Text section =>
1952, Service reductions

  • Sunday and holiday service are eliminated
  • nighttime and Saturday service are reduced
  • Maintenance is reduced
  • To save money, weed killer is diluted which unintentionally turns the herbicide into fertilizer - the weeds thrive

1953, City Council pledges to promote the subway, but other politicians are actively promoting the highway plan

1954 (September 9), In a secret meeting, Rochester's new Republican City Council votes to discontinue passenger service on the last day of 1954 so the right-of-way could be used as a connector highway to the Thruway. University Avenue was the other option.

  • Continuing subway service in the median of the highway was rejected as too costly.
  • Freight service would continue on the western end.

Supplied material =>
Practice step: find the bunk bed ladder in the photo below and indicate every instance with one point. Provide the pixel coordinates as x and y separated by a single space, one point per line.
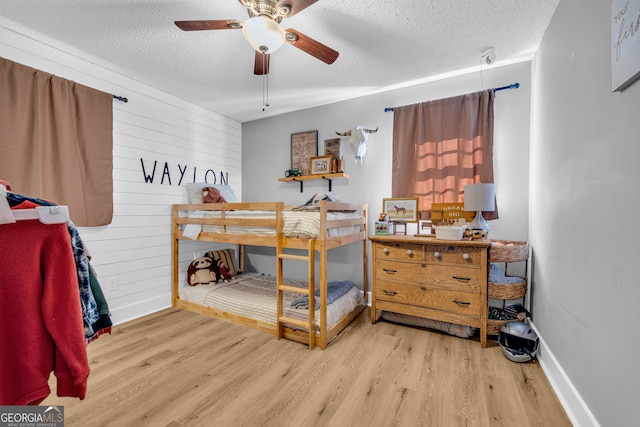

Exercise description => Reproduce word for word the part of the Rochester subway timeline between "1954 (September 9), In" and "the western end.", inclusive.

Task response =>
1954 (September 9), In a secret meeting, Rochester's new Republican City Council votes to discontinue passenger service on the last day of 1954 so the right-of-way could be used as a connector highway to the Thruway. University Avenue was the other option.

  • Continuing subway service in the median of the highway was rejected as too costly.
  • Freight service would continue on the western end.